**Provided data:**
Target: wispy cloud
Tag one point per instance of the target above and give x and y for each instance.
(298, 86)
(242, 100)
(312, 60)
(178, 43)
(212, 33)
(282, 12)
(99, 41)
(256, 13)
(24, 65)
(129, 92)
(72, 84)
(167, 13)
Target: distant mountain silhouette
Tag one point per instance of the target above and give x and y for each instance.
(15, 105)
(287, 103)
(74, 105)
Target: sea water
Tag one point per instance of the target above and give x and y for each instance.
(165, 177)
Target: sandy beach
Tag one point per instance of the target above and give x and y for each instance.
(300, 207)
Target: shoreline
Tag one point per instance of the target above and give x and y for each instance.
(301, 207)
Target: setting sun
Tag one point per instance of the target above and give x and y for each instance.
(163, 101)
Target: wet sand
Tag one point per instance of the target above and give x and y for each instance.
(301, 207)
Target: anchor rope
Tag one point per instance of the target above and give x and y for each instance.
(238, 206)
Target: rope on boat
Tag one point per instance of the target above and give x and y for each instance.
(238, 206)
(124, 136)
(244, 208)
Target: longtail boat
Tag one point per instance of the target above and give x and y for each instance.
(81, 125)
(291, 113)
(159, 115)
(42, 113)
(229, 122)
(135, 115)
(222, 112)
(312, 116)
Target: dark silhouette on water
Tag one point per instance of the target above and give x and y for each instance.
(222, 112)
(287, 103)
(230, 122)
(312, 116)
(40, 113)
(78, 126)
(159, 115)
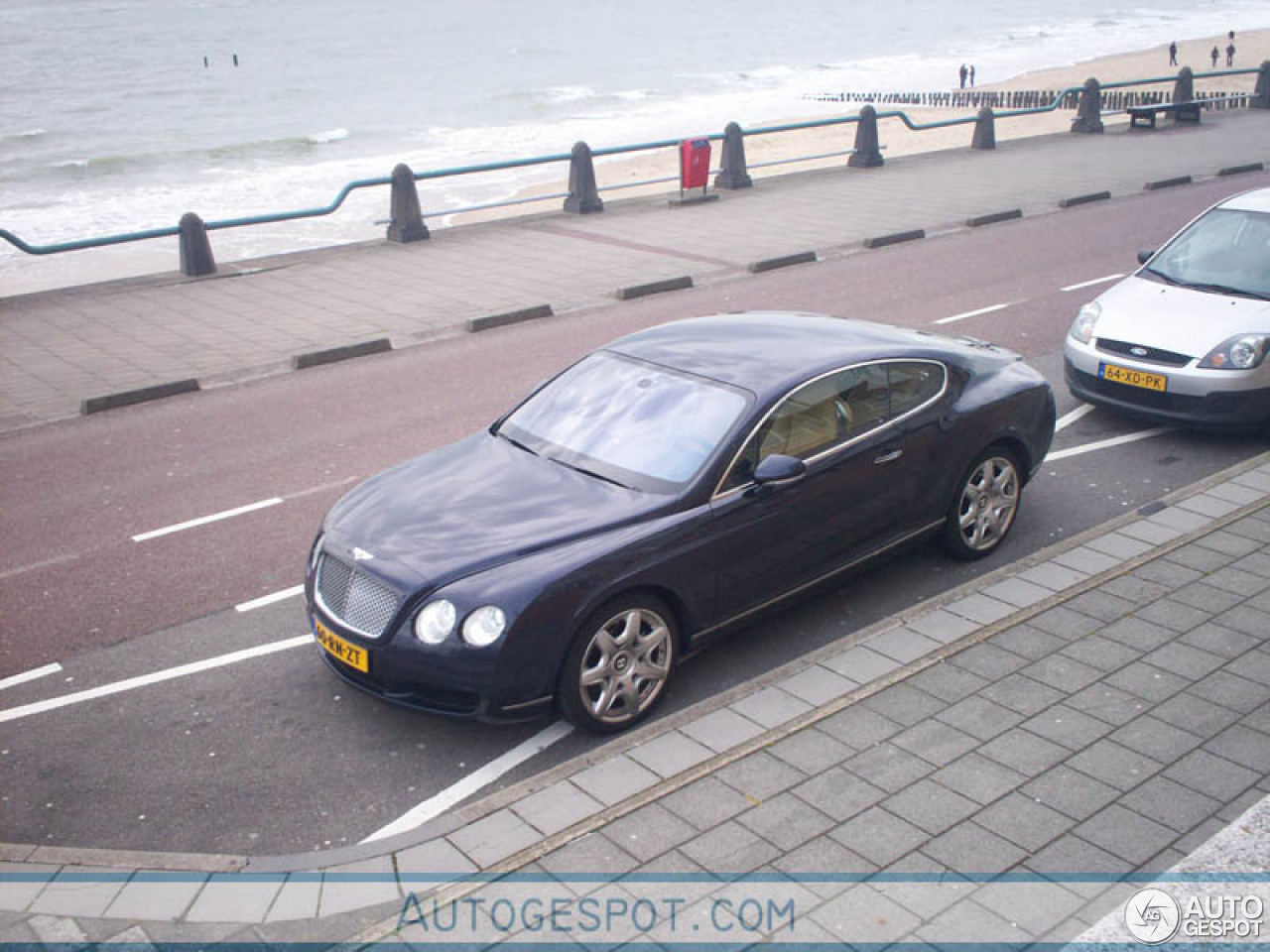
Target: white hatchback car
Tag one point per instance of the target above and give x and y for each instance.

**About this task:**
Return exactly the opening lines of the listing above, ending with the line that has "Target: shoreline".

**Problem solution:**
Target: wispy cloud
Tag one point per instance of the target above and give x and y for each instance.
(298, 86)
(242, 100)
(312, 60)
(178, 43)
(212, 33)
(282, 12)
(99, 41)
(256, 13)
(24, 65)
(129, 92)
(72, 84)
(167, 13)
Target: distant mountain silhouette
Tag one point per instance of the target above and give x and y for each instance.
(15, 105)
(287, 103)
(74, 105)
Target: sea water
Tag one point per instance of the target above and give x and y for each instance.
(165, 177)
Target: sandy beach
Tag one point per instance of the target above and give x and y for each instance.
(300, 207)
Target: shoreline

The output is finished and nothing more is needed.